**Exercise tasks**
A - In the inductor thread, what does an inductor start behaving like once its current reaches the saturation current?
B - List every cure that the inductor thread gives for the overheating.
C - Pick up the inductor thread after its final sentence and write the next part.

**Excerpted passage**
A combination of increasing the frequency to 100 kHz and connecting FIVE 15 uH inductors in series should give behaviour equivalent to the data sheet diagram. You can try using fewer inductors. You could also try increasing the frequency beyond 100 kHz but you can't really be sure what will happen!

 

[Joakim]

Cooling the inductor is not going to work.

An inductor works like an inductor until the current reaches a certain value (saturation current). It then stops working like an inductor and starts working like a short circuit.

When it's acting like a short circuit, excessive current passes through it, and both it and the rest of the current path (in this case your IC) get very hot.

The cure is to:

1) use an inductor with a higher saturation current (but this probably won't work in your circuit)

2) get an inductor with a higher inductance (and adequate saturation current)

3) reduce the duty cycle considerably

4) increase the frequency considerably.

You have an inductor that is less than 10% of the recommended value. Sure, you can often tweak things, but not often by a factor of 1000%

If you can get more if these inductors, you can try placing several in series. At some point (maybe with 10 or more of them) the circuit will operate more or less normally.

**Records supplied**
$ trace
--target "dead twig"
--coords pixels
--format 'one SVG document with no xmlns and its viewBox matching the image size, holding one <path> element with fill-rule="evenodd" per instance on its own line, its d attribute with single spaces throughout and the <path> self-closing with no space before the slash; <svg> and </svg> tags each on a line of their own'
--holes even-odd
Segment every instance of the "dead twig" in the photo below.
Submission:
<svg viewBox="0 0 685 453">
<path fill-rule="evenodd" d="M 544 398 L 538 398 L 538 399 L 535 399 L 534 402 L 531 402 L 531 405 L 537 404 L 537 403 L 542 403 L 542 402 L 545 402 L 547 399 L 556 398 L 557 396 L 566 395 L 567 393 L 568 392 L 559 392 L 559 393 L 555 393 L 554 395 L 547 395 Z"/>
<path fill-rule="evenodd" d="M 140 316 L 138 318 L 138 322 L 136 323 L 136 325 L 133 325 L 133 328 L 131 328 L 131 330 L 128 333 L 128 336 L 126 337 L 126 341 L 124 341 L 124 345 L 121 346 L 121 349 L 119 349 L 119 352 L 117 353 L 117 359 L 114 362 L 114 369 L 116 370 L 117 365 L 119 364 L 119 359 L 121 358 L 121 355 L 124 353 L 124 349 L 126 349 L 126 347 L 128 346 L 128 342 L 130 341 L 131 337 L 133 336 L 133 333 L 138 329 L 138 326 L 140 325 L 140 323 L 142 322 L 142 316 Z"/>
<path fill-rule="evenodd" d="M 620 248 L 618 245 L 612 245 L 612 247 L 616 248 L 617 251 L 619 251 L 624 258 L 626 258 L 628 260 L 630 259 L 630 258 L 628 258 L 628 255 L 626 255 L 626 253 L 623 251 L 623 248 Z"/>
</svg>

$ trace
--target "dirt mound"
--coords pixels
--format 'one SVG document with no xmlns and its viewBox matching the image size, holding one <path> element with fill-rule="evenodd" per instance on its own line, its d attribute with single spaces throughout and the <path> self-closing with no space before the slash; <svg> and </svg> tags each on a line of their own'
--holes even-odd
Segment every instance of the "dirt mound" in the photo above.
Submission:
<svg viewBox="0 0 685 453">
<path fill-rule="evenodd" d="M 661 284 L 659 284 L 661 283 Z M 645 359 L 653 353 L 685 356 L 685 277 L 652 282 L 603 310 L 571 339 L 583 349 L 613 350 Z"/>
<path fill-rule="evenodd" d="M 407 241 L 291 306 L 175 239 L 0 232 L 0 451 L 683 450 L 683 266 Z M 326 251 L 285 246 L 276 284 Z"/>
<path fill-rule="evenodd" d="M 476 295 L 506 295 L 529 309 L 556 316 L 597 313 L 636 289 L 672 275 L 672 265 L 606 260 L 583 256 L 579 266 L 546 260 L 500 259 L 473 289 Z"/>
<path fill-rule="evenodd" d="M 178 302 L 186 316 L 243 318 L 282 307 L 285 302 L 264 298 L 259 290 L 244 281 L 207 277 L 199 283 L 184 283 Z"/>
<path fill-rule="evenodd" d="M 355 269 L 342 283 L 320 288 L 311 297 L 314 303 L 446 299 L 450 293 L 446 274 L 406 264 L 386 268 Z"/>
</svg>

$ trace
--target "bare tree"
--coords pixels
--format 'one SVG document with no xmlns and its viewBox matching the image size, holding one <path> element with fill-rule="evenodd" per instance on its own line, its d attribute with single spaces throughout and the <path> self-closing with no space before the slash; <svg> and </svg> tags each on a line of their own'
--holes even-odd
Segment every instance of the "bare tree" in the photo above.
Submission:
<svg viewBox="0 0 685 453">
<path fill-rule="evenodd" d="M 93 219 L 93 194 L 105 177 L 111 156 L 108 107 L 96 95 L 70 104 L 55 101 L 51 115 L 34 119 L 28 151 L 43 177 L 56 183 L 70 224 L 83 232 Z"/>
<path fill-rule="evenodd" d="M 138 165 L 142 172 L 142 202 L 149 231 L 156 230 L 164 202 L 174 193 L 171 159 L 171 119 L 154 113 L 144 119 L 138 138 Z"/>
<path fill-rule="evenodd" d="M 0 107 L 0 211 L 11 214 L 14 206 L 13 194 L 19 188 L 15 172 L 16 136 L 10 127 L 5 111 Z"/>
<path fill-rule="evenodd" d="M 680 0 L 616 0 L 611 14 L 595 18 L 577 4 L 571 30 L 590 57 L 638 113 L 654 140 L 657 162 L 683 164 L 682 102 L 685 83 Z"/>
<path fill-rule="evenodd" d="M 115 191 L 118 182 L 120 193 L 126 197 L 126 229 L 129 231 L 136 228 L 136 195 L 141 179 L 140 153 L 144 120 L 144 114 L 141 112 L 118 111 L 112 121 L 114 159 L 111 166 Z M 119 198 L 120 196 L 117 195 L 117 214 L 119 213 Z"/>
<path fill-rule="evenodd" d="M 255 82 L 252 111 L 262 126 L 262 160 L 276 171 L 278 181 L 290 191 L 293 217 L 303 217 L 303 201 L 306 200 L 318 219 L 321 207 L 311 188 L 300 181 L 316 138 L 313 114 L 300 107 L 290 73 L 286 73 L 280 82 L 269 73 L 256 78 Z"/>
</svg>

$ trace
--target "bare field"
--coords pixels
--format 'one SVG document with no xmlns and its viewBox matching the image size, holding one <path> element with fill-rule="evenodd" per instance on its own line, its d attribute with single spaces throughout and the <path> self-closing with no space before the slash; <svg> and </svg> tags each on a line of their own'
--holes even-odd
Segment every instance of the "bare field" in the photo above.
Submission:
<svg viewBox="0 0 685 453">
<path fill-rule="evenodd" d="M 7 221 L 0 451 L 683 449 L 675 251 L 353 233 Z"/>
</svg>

**Answers to the exercise**
A - A short circuit.

B -
1) Use an inductor with a higher saturation current.
2) Get an inductor with a higher inductance and adequate saturation current.
3) Reduce the duty cycle considerably.
4) Increase the frequency considerably.

C -
You could also try winding your own inductor, but that will require either a lot of wire, or a core that you know something about.

cool steve, thanks for the advise, how ever still my problem stands that i can afford getting the right inductors in ma country. in most cases i have to order from out (importing) but i really find it hard getting the right supplier.


I like that idea of making ma own inductor though i have no idea on what to do . i beg if you could give me some crue on how to cool them that would be cool. you can even send may be a pdf to ma email address ([email protected]) i will be great full.

thank you.